◆ STATED PROBLEM ◆
Give back the entire listing verbatim.
-- start of DATA TO PROCESS --
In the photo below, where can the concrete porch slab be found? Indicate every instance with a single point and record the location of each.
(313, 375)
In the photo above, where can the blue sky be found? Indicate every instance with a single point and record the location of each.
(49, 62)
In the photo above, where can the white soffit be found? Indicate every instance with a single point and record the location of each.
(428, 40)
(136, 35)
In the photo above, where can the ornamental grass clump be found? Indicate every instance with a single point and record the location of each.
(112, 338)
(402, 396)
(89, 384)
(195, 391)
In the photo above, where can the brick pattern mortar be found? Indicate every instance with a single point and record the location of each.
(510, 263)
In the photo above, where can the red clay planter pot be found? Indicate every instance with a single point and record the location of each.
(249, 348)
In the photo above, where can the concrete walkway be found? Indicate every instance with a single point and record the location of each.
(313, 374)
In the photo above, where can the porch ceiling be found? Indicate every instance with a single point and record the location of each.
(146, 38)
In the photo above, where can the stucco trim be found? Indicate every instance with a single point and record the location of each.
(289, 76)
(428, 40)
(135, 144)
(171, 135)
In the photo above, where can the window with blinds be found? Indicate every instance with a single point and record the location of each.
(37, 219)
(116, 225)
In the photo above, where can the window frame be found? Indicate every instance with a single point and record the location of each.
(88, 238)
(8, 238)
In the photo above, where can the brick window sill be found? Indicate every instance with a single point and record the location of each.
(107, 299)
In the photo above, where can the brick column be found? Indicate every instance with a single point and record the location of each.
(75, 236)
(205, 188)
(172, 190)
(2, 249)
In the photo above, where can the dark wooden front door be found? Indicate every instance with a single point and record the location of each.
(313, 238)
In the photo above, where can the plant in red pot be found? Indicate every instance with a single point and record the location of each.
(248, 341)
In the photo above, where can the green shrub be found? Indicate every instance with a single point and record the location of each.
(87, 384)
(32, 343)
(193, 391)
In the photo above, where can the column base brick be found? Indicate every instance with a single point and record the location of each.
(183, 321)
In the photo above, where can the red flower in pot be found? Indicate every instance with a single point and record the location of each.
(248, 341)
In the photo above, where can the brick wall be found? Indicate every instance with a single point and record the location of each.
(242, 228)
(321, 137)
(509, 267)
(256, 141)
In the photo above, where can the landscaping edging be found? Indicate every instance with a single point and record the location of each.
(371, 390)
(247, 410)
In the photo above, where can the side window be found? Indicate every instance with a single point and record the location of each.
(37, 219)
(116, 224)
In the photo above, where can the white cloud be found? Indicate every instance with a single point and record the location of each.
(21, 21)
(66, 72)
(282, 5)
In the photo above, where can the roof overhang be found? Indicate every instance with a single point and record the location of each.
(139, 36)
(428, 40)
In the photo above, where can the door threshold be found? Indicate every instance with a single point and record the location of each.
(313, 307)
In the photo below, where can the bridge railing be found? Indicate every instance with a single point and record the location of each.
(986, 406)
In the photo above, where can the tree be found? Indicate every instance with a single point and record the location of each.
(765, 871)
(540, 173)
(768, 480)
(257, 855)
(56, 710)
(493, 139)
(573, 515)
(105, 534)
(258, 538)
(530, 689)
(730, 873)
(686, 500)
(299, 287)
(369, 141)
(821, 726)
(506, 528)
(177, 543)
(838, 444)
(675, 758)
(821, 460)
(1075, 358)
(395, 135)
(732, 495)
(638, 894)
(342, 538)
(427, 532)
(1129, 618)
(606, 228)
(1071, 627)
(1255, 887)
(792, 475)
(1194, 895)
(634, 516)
-- end of DATA TO PROCESS --
◆ FULL SOLUTION ◆
In the photo below, where can the concrete porch slab be found? Indicate every instance with a single point and record the location of each.
(313, 375)
In the photo above, where can the blue sky be found? Indicate every instance with a single point and record the location of each.
(49, 62)
In the photo above, where can the white soffit be found? Indicate every instance with a single point and record the location of each.
(428, 40)
(136, 35)
In the photo above, where can the ornamental grass clump be found? Indicate every instance with a single point and record the location of each.
(112, 338)
(402, 396)
(89, 384)
(195, 391)
In the photo above, where can the brick pattern mortar be found? Indicate every instance with a single point and record the location of each.
(510, 263)
In the photo above, where can the red clay planter pot be found? Indicate every instance with a single point and record the location of each.
(249, 348)
In the photo above, where can the concrete walkway be found? Indicate every instance with a single point and record the location of each.
(313, 374)
In the photo above, where can the porch ceiling be found? Indicate every instance with a single point and record the location of each.
(146, 38)
In the photo above, where can the stucco trim be found? Indicate every instance with a single point and record the location of each.
(289, 76)
(428, 40)
(135, 144)
(171, 135)
In the photo above, where can the window with blinds be found? Indicate every instance with a single point and record the location of each.
(37, 219)
(116, 225)
In the photo above, where can the window frame be found? Indicate every instance with a single point and record the location of each.
(88, 238)
(8, 238)
In the photo above, where can the brick window sill be found? Indicate every instance with a single point and record the location of each.
(107, 299)
In the photo above, where can the brick column be found? Indicate every instance with a single point and record the location of each.
(75, 236)
(205, 188)
(172, 190)
(2, 249)
In the photo above, where can the dark wooden front door be found? Indicate every instance with a single point and record the location of each.
(313, 238)
In the photo above, where can the plant in red pot be found? Indicate every instance with a single point and record the location of each.
(248, 341)
In the photo above, where can the green shrub be found? Indicate every instance with a single point and record the location of each.
(87, 384)
(32, 343)
(193, 391)
In the photo above, where can the column base brick be found? Indicate every instance with a single point and record the location of each.
(183, 321)
In the photo above, where can the red flower in pot be found? Indicate every instance with a single point and record the location of each.
(248, 341)
In the photo above, where can the brick wall be found? Indicate every instance with a single point and record the location of each.
(242, 228)
(321, 137)
(509, 267)
(256, 141)
In the photo above, where can the landscaping edging be found? Indicate every instance with a single point and record the location of each.
(371, 390)
(247, 410)
In the photo above, where can the side window be found? Indicate every instance with a single point and record the location of each.
(37, 219)
(116, 224)
In the photo above, where can the white cloud be found? Indicate every instance with a single point and record the location of each.
(21, 21)
(66, 72)
(282, 5)
In the photo above, where can the roof overhang be found? Indicate every instance with a single point and record the location of each.
(139, 36)
(428, 40)
In the photo above, where can the door threshold be found? Indicate every instance with a single point and record the location of each.
(313, 307)
In the photo below, where can the bridge railing be found? Indicate every instance with a single point and record the location of each.
(986, 406)
In the photo above, where can the tree be found? Indicate every instance with a single point and record the location of each.
(765, 871)
(540, 173)
(768, 480)
(257, 855)
(56, 710)
(493, 139)
(573, 515)
(105, 534)
(258, 538)
(530, 689)
(730, 873)
(686, 500)
(299, 287)
(369, 141)
(821, 726)
(506, 528)
(177, 543)
(838, 444)
(675, 758)
(821, 460)
(1075, 358)
(395, 135)
(732, 495)
(638, 894)
(342, 538)
(427, 532)
(1129, 618)
(606, 228)
(1071, 627)
(1255, 887)
(792, 475)
(1194, 895)
(634, 516)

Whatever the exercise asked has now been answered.